THE TASK: Rewrite the rows below, swapping every "Prove me right" for "Show me I'm right" and leaving everything else unchanged. Leave the pictures out.

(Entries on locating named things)
========================

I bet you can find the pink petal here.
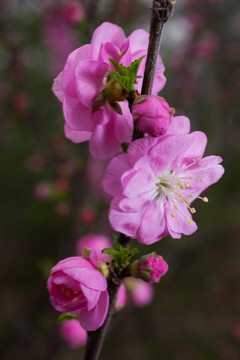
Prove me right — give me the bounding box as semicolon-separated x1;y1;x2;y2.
128;138;158;166
75;60;108;109
115;101;133;144
166;201;197;235
109;195;142;237
123;167;156;198
63;83;93;131
64;123;92;143
99;42;119;62
63;268;107;291
137;198;166;245
77;291;109;331
81;284;101;311
103;154;129;196
167;116;190;135
150;131;206;170
62;44;92;89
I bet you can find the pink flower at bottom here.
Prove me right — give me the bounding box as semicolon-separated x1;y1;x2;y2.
76;234;112;262
59;319;87;348
104;132;224;245
47;256;109;331
53;22;165;159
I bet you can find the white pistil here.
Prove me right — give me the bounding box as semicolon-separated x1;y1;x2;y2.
157;167;208;225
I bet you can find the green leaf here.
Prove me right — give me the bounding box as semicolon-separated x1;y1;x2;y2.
110;70;133;92
109;56;144;93
128;56;145;80
57;313;78;324
102;242;138;268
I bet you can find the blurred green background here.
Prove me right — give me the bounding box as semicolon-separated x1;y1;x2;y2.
0;0;240;360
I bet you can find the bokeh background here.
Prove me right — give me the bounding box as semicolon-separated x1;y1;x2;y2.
0;0;240;360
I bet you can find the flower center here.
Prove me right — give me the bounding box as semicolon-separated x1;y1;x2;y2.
155;159;208;225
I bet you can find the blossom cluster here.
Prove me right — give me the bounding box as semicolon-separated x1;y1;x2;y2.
48;23;224;338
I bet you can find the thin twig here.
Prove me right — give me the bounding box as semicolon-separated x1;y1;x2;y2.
84;0;173;360
132;0;174;141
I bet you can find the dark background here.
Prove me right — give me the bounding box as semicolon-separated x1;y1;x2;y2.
0;0;240;360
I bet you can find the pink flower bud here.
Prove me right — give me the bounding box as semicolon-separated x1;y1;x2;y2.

========================

ANSWER FOR THIS EXERCISE:
I bet you can find the pink petal here.
Show me I'm right — give me the bounding box as semicolon-separated x1;y1;x2;y2.
128;138;158;166
75;60;108;109
115;101;133;144
166;201;197;235
109;195;142;237
123;167;156;198
63;83;93;131
64;123;92;143
99;42;119;62
63;268;107;291
137;198;166;245
77;291;109;331
81;284;101;311
103;154;129;196
167;116;190;135
150;131;206;170
62;44;92;89
I bet you can find the pink flower at bottom here.
Show me I'm right — give me the bounding box as semicolon-separated x1;y1;x2;y2.
76;234;112;262
59;319;87;348
104;132;224;245
47;256;109;331
53;22;165;159
I bet you can find the white pistil here.
Show me I'm right — give me the bounding box as semicolon-separated x1;y1;x2;y2.
157;167;208;225
I bet you can find the green leaf here.
Show me I'm right — give me the bounding box as semicolon-separated x1;y1;x2;y2.
110;70;133;92
109;56;144;93
128;56;145;80
57;313;78;324
102;242;138;268
I bet you can find the blurred green background here.
Show me I'm right — give me the bounding box as semicolon-separated x1;y1;x2;y2.
0;0;240;360
I bet you can find the bokeh background here.
Show me I'm right — give me the bounding box as semicolon-separated x1;y1;x2;y2.
0;0;240;360
I bet you can find the flower center here.
Show me I'm right — give me the bounding box as semicolon-separated x1;y1;x2;y2.
155;159;208;225
I bet you can find the blossom cluster here.
Show me I'm right — give me the bounding box as semicolon-separated x1;y1;x2;y2.
48;23;224;338
I bet you can find the thin twig here.
Show me I'm right — give me the bounding box as semicolon-separated x1;y1;x2;y2.
84;0;173;360
132;0;174;141
I bet you can find the dark background here.
Show me I'm right — give me the bounding box as semicolon-separated x1;y1;x2;y2.
0;0;240;360
I bet you can find the pink flower bud here.
Show me I'm right — give me the bounding box as semicolon-separated x1;y1;x2;y2.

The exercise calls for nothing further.